**GIVEN DATA:**
########################################

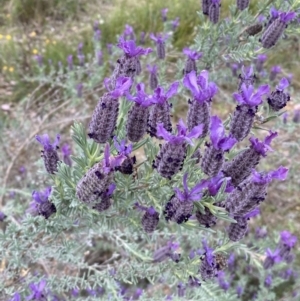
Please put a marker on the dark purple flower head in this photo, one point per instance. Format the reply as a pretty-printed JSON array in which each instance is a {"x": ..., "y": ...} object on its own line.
[
  {"x": 284, "y": 83},
  {"x": 249, "y": 98},
  {"x": 164, "y": 12},
  {"x": 201, "y": 89},
  {"x": 268, "y": 281},
  {"x": 274, "y": 13},
  {"x": 45, "y": 141},
  {"x": 70, "y": 61},
  {"x": 109, "y": 163},
  {"x": 263, "y": 147},
  {"x": 160, "y": 96},
  {"x": 38, "y": 291},
  {"x": 141, "y": 97},
  {"x": 286, "y": 17},
  {"x": 252, "y": 213},
  {"x": 109, "y": 48},
  {"x": 175, "y": 23},
  {"x": 239, "y": 291},
  {"x": 247, "y": 72},
  {"x": 217, "y": 135},
  {"x": 276, "y": 69},
  {"x": 2, "y": 216},
  {"x": 123, "y": 84},
  {"x": 122, "y": 148},
  {"x": 159, "y": 38},
  {"x": 142, "y": 38},
  {"x": 193, "y": 194},
  {"x": 288, "y": 239},
  {"x": 192, "y": 54},
  {"x": 130, "y": 48},
  {"x": 215, "y": 183},
  {"x": 262, "y": 58},
  {"x": 66, "y": 152},
  {"x": 182, "y": 134},
  {"x": 16, "y": 297},
  {"x": 152, "y": 69},
  {"x": 209, "y": 257},
  {"x": 265, "y": 178}
]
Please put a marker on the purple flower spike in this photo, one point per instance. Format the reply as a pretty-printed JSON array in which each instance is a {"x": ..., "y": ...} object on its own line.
[
  {"x": 208, "y": 267},
  {"x": 172, "y": 154},
  {"x": 262, "y": 147},
  {"x": 175, "y": 23},
  {"x": 278, "y": 99},
  {"x": 180, "y": 207},
  {"x": 41, "y": 205},
  {"x": 49, "y": 154},
  {"x": 123, "y": 84},
  {"x": 66, "y": 152},
  {"x": 241, "y": 166},
  {"x": 138, "y": 115},
  {"x": 192, "y": 54},
  {"x": 130, "y": 48},
  {"x": 248, "y": 97},
  {"x": 217, "y": 135},
  {"x": 122, "y": 148},
  {"x": 283, "y": 84},
  {"x": 255, "y": 212},
  {"x": 164, "y": 12},
  {"x": 16, "y": 297},
  {"x": 38, "y": 291},
  {"x": 214, "y": 11},
  {"x": 160, "y": 112}
]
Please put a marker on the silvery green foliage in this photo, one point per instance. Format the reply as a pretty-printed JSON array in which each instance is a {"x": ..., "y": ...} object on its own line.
[{"x": 82, "y": 247}]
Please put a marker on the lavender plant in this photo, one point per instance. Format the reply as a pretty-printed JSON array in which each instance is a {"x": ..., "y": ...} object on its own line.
[{"x": 110, "y": 226}]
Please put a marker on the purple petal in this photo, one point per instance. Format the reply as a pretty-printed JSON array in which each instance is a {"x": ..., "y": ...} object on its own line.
[
  {"x": 202, "y": 79},
  {"x": 179, "y": 194},
  {"x": 190, "y": 82},
  {"x": 162, "y": 132},
  {"x": 195, "y": 132},
  {"x": 279, "y": 174},
  {"x": 216, "y": 130},
  {"x": 269, "y": 138},
  {"x": 172, "y": 90},
  {"x": 227, "y": 143},
  {"x": 284, "y": 83},
  {"x": 238, "y": 97},
  {"x": 185, "y": 186}
]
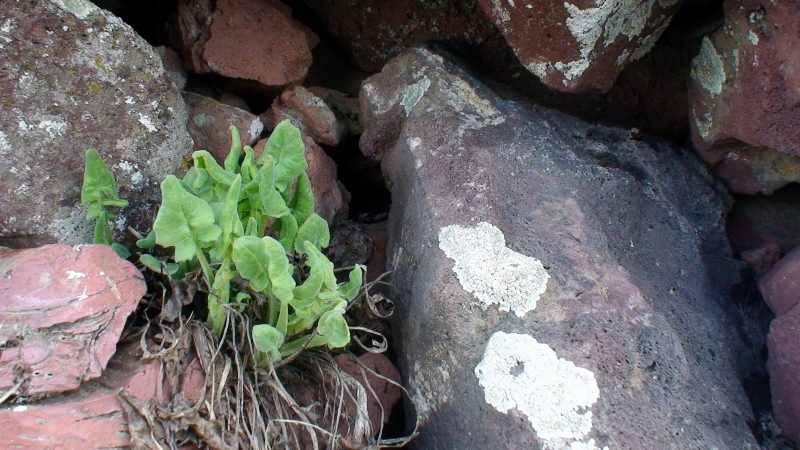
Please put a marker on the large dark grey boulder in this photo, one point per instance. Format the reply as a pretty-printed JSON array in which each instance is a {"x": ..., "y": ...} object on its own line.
[
  {"x": 74, "y": 77},
  {"x": 559, "y": 284}
]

########################################

**OBJECTIVE:** Pictures in the records above should not be copied. Repeat everything else exactly.

**RESULT:**
Please put a marker on the dark purple flower head in this photo, one point per instance. Format the reply as a pretty-printed JSON array in which each instance is a {"x": ..., "y": ...} object on its own line.
[
  {"x": 284, "y": 83},
  {"x": 249, "y": 98},
  {"x": 164, "y": 12},
  {"x": 201, "y": 89},
  {"x": 268, "y": 281},
  {"x": 274, "y": 13},
  {"x": 45, "y": 141},
  {"x": 70, "y": 61},
  {"x": 109, "y": 163},
  {"x": 263, "y": 147},
  {"x": 160, "y": 96},
  {"x": 38, "y": 291},
  {"x": 141, "y": 97},
  {"x": 286, "y": 17},
  {"x": 252, "y": 213},
  {"x": 109, "y": 48},
  {"x": 175, "y": 23},
  {"x": 239, "y": 291},
  {"x": 247, "y": 72},
  {"x": 217, "y": 135},
  {"x": 276, "y": 69},
  {"x": 2, "y": 216},
  {"x": 123, "y": 84},
  {"x": 122, "y": 148},
  {"x": 159, "y": 38},
  {"x": 142, "y": 38},
  {"x": 193, "y": 194},
  {"x": 288, "y": 239},
  {"x": 192, "y": 54},
  {"x": 130, "y": 48},
  {"x": 215, "y": 183},
  {"x": 262, "y": 58},
  {"x": 66, "y": 152},
  {"x": 182, "y": 134},
  {"x": 16, "y": 297},
  {"x": 152, "y": 69},
  {"x": 209, "y": 257},
  {"x": 265, "y": 178}
]
Please put a marker on the purple flower spike in this photo, one point per instance. Format the reply as a pretty-printed JSON array in which each instance is a {"x": ..., "y": ...} object on its own line.
[
  {"x": 208, "y": 267},
  {"x": 172, "y": 154},
  {"x": 262, "y": 147},
  {"x": 175, "y": 23},
  {"x": 278, "y": 99},
  {"x": 180, "y": 207},
  {"x": 41, "y": 205},
  {"x": 49, "y": 154},
  {"x": 123, "y": 84},
  {"x": 66, "y": 152},
  {"x": 241, "y": 166},
  {"x": 138, "y": 115},
  {"x": 192, "y": 54},
  {"x": 130, "y": 48},
  {"x": 248, "y": 97},
  {"x": 217, "y": 135},
  {"x": 122, "y": 148},
  {"x": 283, "y": 84},
  {"x": 255, "y": 212},
  {"x": 164, "y": 12},
  {"x": 16, "y": 297},
  {"x": 38, "y": 291},
  {"x": 214, "y": 11},
  {"x": 160, "y": 112}
]
Please put a marker on the silvery green foliage in this photo, one point per instance. Format the reply as a pretty-printed JSON array in which each instance is a {"x": ..., "y": ...} object on its own line.
[{"x": 82, "y": 247}]
Please put a marker on the lavender plant in this photo, one point per instance. Format the reply as a pretty-printed JSON array in which each instance is a {"x": ..., "y": ...} object on its own line.
[{"x": 110, "y": 226}]
Please put a marker on the purple petal in this photo, one point per instance. Format the reply as a pretty-printed JSON array in which each instance is a {"x": ..., "y": ...} object on its own line.
[
  {"x": 202, "y": 79},
  {"x": 179, "y": 194},
  {"x": 190, "y": 82},
  {"x": 162, "y": 132},
  {"x": 195, "y": 132},
  {"x": 279, "y": 174},
  {"x": 216, "y": 130},
  {"x": 269, "y": 138},
  {"x": 172, "y": 90},
  {"x": 227, "y": 143},
  {"x": 284, "y": 83},
  {"x": 238, "y": 97},
  {"x": 185, "y": 186}
]
Please put a marker on the large dark grey boulder in this photo, one point per instance. Format the reply as a pretty-printed JSON array in which each instance is a {"x": ..., "y": ...} object on its own line.
[
  {"x": 74, "y": 77},
  {"x": 559, "y": 284}
]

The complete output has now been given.